Exercise ▸
I'd like the entries repeated exactly, without their pictures.
● ● ● ● ●
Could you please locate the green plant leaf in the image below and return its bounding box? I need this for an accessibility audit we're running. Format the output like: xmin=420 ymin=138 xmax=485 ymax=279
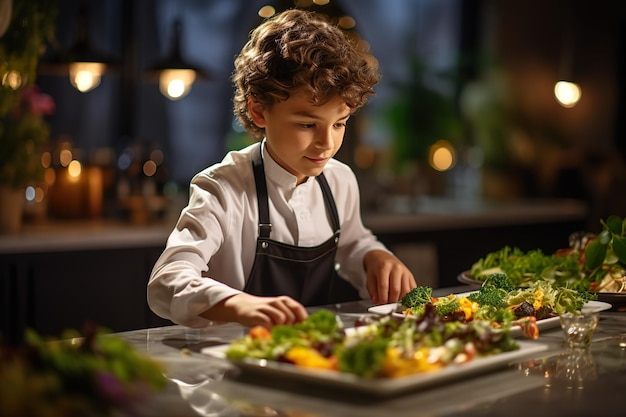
xmin=605 ymin=215 xmax=624 ymax=236
xmin=599 ymin=229 xmax=612 ymax=244
xmin=585 ymin=231 xmax=610 ymax=269
xmin=612 ymin=236 xmax=626 ymax=265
● ● ● ● ●
Response to the task ▸
Could you please locate the green plant leaf in the image below and return its bounding box? I need this for an accessibility audit we're running. Format the output like: xmin=420 ymin=138 xmax=485 ymax=279
xmin=605 ymin=215 xmax=624 ymax=236
xmin=599 ymin=229 xmax=612 ymax=244
xmin=585 ymin=231 xmax=610 ymax=269
xmin=612 ymin=236 xmax=626 ymax=265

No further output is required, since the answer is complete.